── INPUT FOR THIS TASK
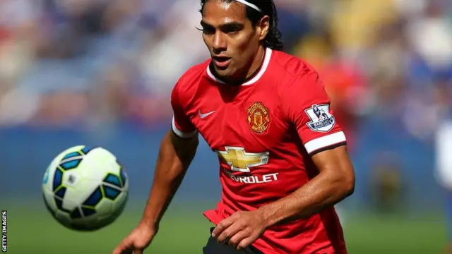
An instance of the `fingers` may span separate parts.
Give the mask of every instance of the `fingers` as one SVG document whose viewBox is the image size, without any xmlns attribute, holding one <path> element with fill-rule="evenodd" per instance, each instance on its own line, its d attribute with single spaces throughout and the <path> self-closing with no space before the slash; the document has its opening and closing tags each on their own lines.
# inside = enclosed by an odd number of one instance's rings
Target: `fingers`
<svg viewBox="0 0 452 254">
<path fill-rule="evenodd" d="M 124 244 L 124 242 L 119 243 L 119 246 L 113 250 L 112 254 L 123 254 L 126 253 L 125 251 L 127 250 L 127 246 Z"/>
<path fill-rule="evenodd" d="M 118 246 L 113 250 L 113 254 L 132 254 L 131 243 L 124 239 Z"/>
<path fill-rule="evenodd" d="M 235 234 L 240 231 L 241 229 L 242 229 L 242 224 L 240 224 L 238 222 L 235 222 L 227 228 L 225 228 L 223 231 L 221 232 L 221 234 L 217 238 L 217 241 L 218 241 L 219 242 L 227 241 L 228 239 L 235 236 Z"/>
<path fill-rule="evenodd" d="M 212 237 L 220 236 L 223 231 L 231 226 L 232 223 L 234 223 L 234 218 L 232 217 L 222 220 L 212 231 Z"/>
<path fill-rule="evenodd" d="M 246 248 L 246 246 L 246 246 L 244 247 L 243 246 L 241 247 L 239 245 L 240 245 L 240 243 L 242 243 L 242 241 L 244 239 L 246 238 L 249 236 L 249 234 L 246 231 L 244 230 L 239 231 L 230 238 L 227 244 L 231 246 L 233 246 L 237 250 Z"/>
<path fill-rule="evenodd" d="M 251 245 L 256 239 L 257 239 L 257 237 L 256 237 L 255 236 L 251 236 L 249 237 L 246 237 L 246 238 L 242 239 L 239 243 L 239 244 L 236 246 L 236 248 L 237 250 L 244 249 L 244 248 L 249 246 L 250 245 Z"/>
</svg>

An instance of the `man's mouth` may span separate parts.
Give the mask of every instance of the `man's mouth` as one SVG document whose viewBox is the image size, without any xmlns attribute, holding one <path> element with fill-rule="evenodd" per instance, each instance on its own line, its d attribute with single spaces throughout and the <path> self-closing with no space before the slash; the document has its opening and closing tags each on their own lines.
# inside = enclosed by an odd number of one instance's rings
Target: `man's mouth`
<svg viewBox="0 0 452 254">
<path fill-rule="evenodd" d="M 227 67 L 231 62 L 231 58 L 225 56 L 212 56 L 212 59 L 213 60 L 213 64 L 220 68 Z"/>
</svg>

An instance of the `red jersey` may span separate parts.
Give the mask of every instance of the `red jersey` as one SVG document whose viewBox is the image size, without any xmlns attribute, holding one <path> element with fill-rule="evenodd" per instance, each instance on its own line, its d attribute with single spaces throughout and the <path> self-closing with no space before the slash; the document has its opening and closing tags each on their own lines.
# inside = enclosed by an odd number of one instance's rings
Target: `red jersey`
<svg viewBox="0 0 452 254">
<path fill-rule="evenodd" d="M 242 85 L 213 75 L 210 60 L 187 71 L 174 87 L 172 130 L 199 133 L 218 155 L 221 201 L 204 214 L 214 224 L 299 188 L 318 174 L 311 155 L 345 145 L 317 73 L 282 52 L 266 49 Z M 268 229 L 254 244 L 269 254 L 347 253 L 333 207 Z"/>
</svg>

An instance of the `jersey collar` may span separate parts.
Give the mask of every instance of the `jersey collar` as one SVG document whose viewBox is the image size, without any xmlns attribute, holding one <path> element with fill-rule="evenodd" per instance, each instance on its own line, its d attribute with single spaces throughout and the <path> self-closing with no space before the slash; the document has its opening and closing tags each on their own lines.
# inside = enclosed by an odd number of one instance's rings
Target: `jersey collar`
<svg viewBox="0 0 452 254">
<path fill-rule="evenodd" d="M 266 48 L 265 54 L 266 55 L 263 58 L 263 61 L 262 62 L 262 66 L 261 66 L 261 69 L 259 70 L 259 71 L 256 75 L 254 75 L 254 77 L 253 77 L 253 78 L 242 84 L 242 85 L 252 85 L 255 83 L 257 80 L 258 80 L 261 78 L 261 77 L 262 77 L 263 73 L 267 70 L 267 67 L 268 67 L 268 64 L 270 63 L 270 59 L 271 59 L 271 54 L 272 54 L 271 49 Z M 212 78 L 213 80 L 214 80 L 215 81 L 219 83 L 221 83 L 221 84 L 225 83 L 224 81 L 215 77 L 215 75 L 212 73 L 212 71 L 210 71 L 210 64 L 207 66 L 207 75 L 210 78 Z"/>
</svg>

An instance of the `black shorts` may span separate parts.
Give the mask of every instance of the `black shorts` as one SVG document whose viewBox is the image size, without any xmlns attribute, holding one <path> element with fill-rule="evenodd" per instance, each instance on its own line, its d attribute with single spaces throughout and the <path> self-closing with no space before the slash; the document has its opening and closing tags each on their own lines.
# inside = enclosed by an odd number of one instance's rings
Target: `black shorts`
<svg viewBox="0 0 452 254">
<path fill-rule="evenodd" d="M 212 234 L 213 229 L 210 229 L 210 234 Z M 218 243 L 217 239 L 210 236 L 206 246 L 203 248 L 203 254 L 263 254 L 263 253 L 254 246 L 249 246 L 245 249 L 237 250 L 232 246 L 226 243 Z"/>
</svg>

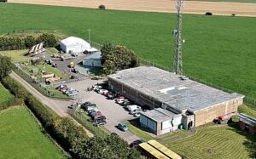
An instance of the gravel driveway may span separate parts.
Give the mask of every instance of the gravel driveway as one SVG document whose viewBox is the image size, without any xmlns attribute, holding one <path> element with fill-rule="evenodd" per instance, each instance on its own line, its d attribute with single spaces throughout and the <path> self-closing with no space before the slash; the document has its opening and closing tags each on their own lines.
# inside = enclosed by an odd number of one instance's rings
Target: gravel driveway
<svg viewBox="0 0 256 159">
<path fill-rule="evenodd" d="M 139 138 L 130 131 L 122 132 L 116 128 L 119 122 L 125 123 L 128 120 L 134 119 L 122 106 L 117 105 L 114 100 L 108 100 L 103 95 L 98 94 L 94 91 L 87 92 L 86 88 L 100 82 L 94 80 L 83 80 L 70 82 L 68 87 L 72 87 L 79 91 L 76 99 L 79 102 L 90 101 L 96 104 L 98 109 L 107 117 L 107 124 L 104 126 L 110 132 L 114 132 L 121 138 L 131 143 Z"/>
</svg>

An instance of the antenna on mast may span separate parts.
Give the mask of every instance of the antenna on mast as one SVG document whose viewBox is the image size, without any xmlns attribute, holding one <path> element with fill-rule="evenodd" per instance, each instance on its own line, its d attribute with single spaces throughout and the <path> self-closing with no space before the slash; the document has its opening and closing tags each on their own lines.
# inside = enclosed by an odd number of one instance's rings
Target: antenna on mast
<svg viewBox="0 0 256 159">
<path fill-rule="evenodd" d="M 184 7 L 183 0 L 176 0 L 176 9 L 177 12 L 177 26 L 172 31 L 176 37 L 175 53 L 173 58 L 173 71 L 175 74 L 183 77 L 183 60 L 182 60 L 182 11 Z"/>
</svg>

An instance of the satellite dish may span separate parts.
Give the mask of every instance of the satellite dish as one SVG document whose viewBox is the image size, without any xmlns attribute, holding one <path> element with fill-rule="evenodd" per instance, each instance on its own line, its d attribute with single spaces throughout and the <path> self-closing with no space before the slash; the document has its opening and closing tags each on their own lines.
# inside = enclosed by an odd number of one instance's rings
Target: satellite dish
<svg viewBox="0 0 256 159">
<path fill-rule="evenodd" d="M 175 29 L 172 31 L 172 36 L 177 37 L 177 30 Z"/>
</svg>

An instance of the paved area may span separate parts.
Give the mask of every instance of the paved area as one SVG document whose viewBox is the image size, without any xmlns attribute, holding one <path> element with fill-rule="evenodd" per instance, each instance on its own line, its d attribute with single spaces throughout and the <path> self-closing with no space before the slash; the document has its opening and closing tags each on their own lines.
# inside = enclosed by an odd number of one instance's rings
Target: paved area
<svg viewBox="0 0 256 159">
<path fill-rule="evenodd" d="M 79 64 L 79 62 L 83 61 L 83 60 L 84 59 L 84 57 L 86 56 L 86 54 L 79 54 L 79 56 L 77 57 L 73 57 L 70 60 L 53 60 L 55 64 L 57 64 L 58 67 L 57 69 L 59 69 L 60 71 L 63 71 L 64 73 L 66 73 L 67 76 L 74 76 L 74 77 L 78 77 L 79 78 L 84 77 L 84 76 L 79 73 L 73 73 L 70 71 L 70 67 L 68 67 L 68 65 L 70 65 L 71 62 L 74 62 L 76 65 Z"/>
────
◆ **TASK OBJECTIVE**
Starting at the beginning of the material and ending with the line that contains "212 237 L 220", copy every line without alteration. Leave the pictures out of your answer.

◆ **FINAL RESULT**
An instance of the `fingers` may span separate parts.
Give the mask of every instance of the `fingers` as one SVG document whose viewBox is the image size, without any xmlns attribute, holding one <path> element with fill-rule="evenodd" per instance, each instance on its own line, its d attribute with single spaces throughout and the <path> self-closing with no space before the slash; the document has its opening and closing tags each on their own lines.
# inside = enclosed by an odd number of one instance's rings
Target: `fingers`
<svg viewBox="0 0 452 254">
<path fill-rule="evenodd" d="M 124 244 L 124 242 L 119 243 L 119 246 L 113 250 L 112 254 L 123 254 L 126 253 L 125 251 L 127 250 L 127 246 Z"/>
<path fill-rule="evenodd" d="M 118 246 L 113 250 L 113 254 L 132 254 L 131 243 L 124 239 Z"/>
<path fill-rule="evenodd" d="M 235 234 L 240 231 L 241 229 L 242 229 L 242 224 L 240 224 L 238 222 L 235 222 L 227 228 L 225 228 L 223 231 L 221 232 L 221 234 L 217 238 L 217 241 L 218 241 L 219 242 L 227 241 L 228 239 L 235 236 Z"/>
<path fill-rule="evenodd" d="M 212 237 L 220 236 L 223 231 L 231 226 L 232 223 L 234 223 L 234 218 L 232 217 L 222 220 L 212 231 Z"/>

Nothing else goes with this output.